[START OF EXTRACTED DATA]
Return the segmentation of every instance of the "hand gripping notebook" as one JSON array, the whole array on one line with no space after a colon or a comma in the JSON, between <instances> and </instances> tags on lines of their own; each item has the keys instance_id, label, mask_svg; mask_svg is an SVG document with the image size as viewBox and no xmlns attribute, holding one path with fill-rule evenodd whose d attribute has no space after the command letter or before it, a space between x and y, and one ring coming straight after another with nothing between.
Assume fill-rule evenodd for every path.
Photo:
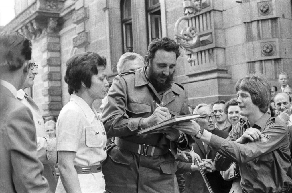
<instances>
[{"instance_id":1,"label":"hand gripping notebook","mask_svg":"<svg viewBox=\"0 0 292 193\"><path fill-rule=\"evenodd\" d=\"M199 117L199 115L180 115L172 117L159 123L145 128L138 132L138 134L155 133L155 131L182 122L188 121Z\"/></svg>"}]
</instances>

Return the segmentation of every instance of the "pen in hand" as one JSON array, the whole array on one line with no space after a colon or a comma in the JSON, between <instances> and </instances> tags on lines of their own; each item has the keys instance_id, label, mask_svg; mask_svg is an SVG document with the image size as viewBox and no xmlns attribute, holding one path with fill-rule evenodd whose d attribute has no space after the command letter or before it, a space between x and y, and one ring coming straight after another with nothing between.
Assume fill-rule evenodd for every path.
<instances>
[{"instance_id":1,"label":"pen in hand","mask_svg":"<svg viewBox=\"0 0 292 193\"><path fill-rule=\"evenodd\" d=\"M158 104L158 103L156 103L156 105L157 105L157 106L158 107L159 107L159 108L161 108L161 106L160 106L160 105L159 105L159 104ZM170 114L170 118L171 118L171 117L174 117L174 116L175 116L175 115L173 115L173 114L172 114L171 113L170 113L170 112L169 112L169 114Z\"/></svg>"}]
</instances>

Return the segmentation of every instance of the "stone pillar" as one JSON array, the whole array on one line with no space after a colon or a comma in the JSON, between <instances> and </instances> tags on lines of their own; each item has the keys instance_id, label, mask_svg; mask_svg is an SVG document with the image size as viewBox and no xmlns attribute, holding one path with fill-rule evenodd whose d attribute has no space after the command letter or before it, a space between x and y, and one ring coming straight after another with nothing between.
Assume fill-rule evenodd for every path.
[END OF EXTRACTED DATA]
WRITTEN INSTRUCTION: Copy out the data above line for line, changing nothing, but drop the pictures from your copy.

THE ANSWER:
Return the segmentation of every instance of the "hand gripping notebook" as one JSON array, the whole array on one line with no space after a colon or a comma in the JSON, between <instances> and </instances> tags on lines of their own; each item has the keys instance_id, label, mask_svg; mask_svg is an SVG document with the image size as viewBox and no xmlns attribute, holding one path with fill-rule evenodd whose d attribute has no space after the command letter or before it, a space between x and y, and one ring coming straight after another with nothing between.
Assume fill-rule evenodd for every path.
Photo:
<instances>
[{"instance_id":1,"label":"hand gripping notebook","mask_svg":"<svg viewBox=\"0 0 292 193\"><path fill-rule=\"evenodd\" d=\"M199 117L199 115L180 115L172 117L159 123L145 128L138 132L138 134L155 133L155 131L182 122L188 121Z\"/></svg>"}]
</instances>

Return the segmentation of every instance of the "pen in hand" as one JSON array, the whole array on one line with no space after a colon or a comma in the JSON, between <instances> and </instances> tags on lines of their own; each item has the keys instance_id, label, mask_svg; mask_svg is an SVG document with the image size as viewBox and no xmlns attribute, holding one path with fill-rule evenodd whose d attribute has no space after the command letter or before it, a space between x and y, and one ring coming straight after another with nothing between.
Assume fill-rule evenodd for every path.
<instances>
[{"instance_id":1,"label":"pen in hand","mask_svg":"<svg viewBox=\"0 0 292 193\"><path fill-rule=\"evenodd\" d=\"M158 104L158 103L156 103L156 105L157 105L157 106L158 107L159 107L159 108L161 108L161 106L160 106L160 105L159 105L159 104ZM170 114L170 118L171 118L171 117L174 117L174 116L175 116L175 115L173 115L173 114L172 114L171 113L170 113L170 112L169 112L169 114Z\"/></svg>"}]
</instances>

Return the segmentation of every instance of the "stone pillar" as one JSON array, the whole array on one line with no space after a colon or a comma in the JSON, between <instances> and </instances> tags on lines of their own; each item has the keys instance_id, label, mask_svg; mask_svg is an SVG document with the image size as viewBox and no xmlns attribute, holding one path with fill-rule evenodd whose d attribute has no space after the command letter or before it, a space between x and y, and one ring coming straight after another with nothing between.
Assume fill-rule evenodd for every path.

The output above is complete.